### WHAT THIS TASK INVOLVES:
Please retype the records that appear below, exactly and in full.

### Point localization data:

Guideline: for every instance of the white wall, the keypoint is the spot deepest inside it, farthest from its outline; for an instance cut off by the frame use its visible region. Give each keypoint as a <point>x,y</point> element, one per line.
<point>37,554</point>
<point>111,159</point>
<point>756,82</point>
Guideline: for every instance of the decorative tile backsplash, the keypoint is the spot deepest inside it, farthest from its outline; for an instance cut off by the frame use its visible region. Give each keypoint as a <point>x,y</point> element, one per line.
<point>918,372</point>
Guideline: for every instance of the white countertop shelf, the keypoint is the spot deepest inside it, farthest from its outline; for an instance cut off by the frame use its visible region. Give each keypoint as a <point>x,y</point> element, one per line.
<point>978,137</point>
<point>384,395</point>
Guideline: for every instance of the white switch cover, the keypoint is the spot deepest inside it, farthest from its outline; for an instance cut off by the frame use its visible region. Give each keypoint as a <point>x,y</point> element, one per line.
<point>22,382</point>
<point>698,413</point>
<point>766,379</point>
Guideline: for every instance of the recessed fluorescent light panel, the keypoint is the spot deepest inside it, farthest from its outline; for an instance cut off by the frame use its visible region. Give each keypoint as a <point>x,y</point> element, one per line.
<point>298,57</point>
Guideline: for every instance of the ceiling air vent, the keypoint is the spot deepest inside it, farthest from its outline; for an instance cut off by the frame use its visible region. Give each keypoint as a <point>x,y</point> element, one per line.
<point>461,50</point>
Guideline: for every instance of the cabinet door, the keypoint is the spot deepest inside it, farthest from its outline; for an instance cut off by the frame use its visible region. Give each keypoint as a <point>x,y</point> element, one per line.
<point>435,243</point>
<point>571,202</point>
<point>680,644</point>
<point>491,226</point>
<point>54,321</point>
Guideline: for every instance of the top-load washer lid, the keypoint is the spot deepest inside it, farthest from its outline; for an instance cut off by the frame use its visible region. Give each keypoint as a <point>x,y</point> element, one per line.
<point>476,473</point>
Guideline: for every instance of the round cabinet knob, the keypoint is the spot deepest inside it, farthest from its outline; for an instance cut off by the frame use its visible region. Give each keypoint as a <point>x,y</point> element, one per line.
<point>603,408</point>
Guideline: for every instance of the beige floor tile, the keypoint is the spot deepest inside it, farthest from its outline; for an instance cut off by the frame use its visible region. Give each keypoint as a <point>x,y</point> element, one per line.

### TASK SOLUTION:
Guideline: for every instance of the white wall, the keypoint is the spot deepest inside it, farthest from its outline; for an instance cut off by the frame use its visible region. Give each keypoint as a <point>x,y</point> element, one per line.
<point>37,554</point>
<point>111,159</point>
<point>756,82</point>
Guideline: for every instance of the decorative tile backsplash, the keypoint is the spot deepest inside it, farthest from its outline; for an instance cut off by the frame use its visible region. Give each keypoint as a <point>x,y</point> element, one per line.
<point>918,372</point>
Guideline: for every instance of the white countertop shelf, the keypoint is the spot deepest inside it, farthest from its outline; for an instance cut off by the frame use its visible region. Give each keypoint as a <point>x,y</point> element, one per line.
<point>978,137</point>
<point>384,395</point>
Guideline: for every instance of the white switch cover, the keypoint is the spot deepest inside it, farthest from its outline; for an instance cut off by the frame use its visible region. Give each keypoint as a <point>x,y</point> element, one per line.
<point>22,382</point>
<point>698,413</point>
<point>766,379</point>
Guideline: for every instance of the recessed fluorescent light panel, the keypoint is the spot deepest inside it, farthest from its outline; for an instance cut off by the frame use its visible region. Give each keypoint as a <point>x,y</point> element, one per line.
<point>298,57</point>
Guideline: for every instance of the ceiling air vent, the keypoint is the spot deepest inside it, farthest from its outline; for an instance cut off by the frame use its visible region. Give each keypoint as a <point>x,y</point> element, one per line.
<point>461,50</point>
Guideline: for every instance of the cabinet door, the keypoint is the spot deepest inside it, farthest from its outline; for an instance cut off by the frame use its visible region. Give each keypoint as a <point>x,y</point> element, one per line.
<point>435,243</point>
<point>571,202</point>
<point>680,644</point>
<point>491,226</point>
<point>54,321</point>
Guideline: for every instance of the top-load washer lid, the keypoint is the spot deepest inside it, farthest from its outline; for an instance cut off by the frame use its visible region. Give each keypoint as a <point>x,y</point> element, one per line.
<point>476,473</point>
Guideline: for every instance of the round cabinet knob, the keypoint is the spot deepest inside it, farthest from its outline; for an instance cut off by the frame use its visible region. Give each keypoint as a <point>x,y</point> element, one per line.
<point>603,408</point>
Guideline: for every instance of the beige floor tile, the keypoint is the spot deepest inside it, farthest from its outline; for an instance cut off by the frame use its visible region. Give each keypoint as a <point>x,y</point> element, one per line.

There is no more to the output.